## Supplied text

↓↓↓

Dear Scott and Ruby:
I’ve been thinking a lot lately about death. I’m contemplating my own end, not in a morose way, but in the way one does when reminded that existence on this plane is finite, so preparations should be made. Your father and I have been working on our family trust. We hope to ease your emotional burden when the time comes by taking care of as much of the legal processes as possible ahead of time. We also want to make sure you are provided for, to the best of our ability. We’re facing the loss of our own parents, and it has forced us to face what will eventually be your loss as well, because no one gets out of this life alive.
But as we make plans and do our best to provide a financial legacy for you, I’ve also been thinking about the moral legacy we will leave. I’ve been thinking about what you will have when I pass on. I’m not the breadwinner in this family, so I don’t have much by way of material goods to leave you. What I do have is words. They are my legacy. Outside of my love for you and the family we have all made together, my words will be the only legacy I have to pass through the generations of our tribe. I’ve decided to start writing to you, in the hopes that one day (maybe when I’m gone, hopefully much sooner) you will read these and glean some wisdom and important advice. At the very least, they will be gifts you can keep with you even when all physical trace of me has disappeared.
Here is the first message that has been on my mind this week.
Find a good and godly mate.
I pray for you every day, and one prayer that constantly bursts forth from my lips is, “Lord, bring my children good, kind spouses who believe and trust in You and Your ways.”
I can already see you rolling your eyes, perhaps smirking a bit. “That’s just mom being typical old mom. Go to church! Pay your tithes! It’s so old fashioned.” You’re probably saying it in a way that doesn’t sound like you were born in the 1970s, but you get my meaning.
I want you to know, I say this not (just) because we’re Christians and I want you to be a Christian because that’s a nice thing to be. I say this because marriage is one of the best things you can do with your life, and because who you marry is one of the most important decisions you will ever make.

↑↑↑

## Records for this exercise
↓↓↓

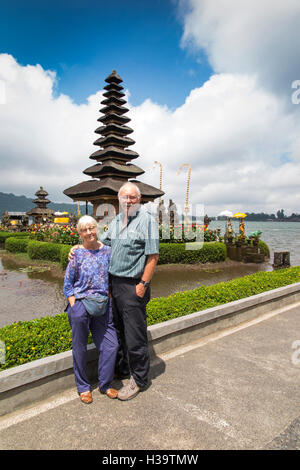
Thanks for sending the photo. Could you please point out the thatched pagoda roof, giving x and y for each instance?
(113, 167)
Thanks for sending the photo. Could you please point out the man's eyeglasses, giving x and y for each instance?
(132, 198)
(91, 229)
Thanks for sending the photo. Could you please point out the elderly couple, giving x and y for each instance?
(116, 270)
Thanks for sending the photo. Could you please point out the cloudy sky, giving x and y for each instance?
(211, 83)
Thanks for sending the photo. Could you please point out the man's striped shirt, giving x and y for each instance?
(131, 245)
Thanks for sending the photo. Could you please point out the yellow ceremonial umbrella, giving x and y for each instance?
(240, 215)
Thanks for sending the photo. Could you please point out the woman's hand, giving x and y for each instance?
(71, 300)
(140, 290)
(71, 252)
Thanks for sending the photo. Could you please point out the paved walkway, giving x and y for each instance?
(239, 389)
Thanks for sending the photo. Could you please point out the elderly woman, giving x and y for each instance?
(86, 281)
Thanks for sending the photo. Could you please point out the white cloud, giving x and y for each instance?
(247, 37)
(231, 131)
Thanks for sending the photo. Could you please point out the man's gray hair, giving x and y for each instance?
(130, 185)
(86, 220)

↑↑↑
↓↓↓

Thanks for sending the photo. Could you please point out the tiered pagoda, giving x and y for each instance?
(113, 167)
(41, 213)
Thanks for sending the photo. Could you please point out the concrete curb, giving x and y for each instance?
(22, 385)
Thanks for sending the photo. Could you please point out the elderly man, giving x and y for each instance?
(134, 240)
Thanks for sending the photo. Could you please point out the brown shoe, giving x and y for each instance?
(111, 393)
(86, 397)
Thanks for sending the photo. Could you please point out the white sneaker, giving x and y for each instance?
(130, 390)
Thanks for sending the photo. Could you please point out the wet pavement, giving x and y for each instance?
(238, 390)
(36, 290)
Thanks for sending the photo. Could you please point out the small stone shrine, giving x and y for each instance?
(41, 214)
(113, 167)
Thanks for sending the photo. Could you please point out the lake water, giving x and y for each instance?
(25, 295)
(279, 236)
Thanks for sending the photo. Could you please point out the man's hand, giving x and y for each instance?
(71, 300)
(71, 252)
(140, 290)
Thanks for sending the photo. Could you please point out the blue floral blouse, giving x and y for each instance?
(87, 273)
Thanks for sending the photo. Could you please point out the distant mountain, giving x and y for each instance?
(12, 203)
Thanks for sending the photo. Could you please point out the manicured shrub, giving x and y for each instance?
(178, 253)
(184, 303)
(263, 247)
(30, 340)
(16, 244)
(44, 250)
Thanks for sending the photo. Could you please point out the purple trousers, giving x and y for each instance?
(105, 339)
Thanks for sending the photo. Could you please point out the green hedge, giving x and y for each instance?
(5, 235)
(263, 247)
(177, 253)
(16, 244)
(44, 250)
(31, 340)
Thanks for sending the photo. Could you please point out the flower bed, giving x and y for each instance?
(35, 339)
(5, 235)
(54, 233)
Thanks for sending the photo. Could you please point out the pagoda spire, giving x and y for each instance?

↑↑↑

## Task set
a - According to the letter, what is the first message that has been on the writer's mind this week?
b - Copy the stretch of the records from the line that contains "water, giving x and y for each instance?" through the line that contains "spire, giving x and y for each instance?", including both of those lines.
The records are unrelated to the letter.

## Solutions below
a - Find a good and godly mate.

b -
Thanks for sending the photo. Could you please point out the lake water, giving x and y for each instance?
(25, 295)
(279, 236)
Thanks for sending the photo. Could you please point out the man's hand, giving x and y for each instance?
(71, 300)
(71, 252)
(140, 290)
Thanks for sending the photo. Could you please point out the blue floral blouse, giving x and y for each instance?
(87, 273)
Thanks for sending the photo. Could you please point out the distant mountain, giving x and y for each instance?
(12, 203)
Thanks for sending the photo. Could you please point out the manicured shrub, giving x and y for each instance?
(178, 253)
(184, 303)
(263, 247)
(30, 340)
(16, 244)
(44, 250)
Thanks for sending the photo. Could you please point out the purple trousers, giving x and y for each instance?
(105, 339)
Thanks for sending the photo. Could you please point out the green hedge, giving x and y for each instance?
(5, 235)
(263, 247)
(177, 253)
(16, 244)
(44, 250)
(31, 340)
Thanks for sending the photo. Could you please point out the flower bed, giving x and y for each instance?
(35, 339)
(5, 235)
(54, 233)
Thanks for sending the photo. Could you please point out the pagoda spire, giving x and y for each instance?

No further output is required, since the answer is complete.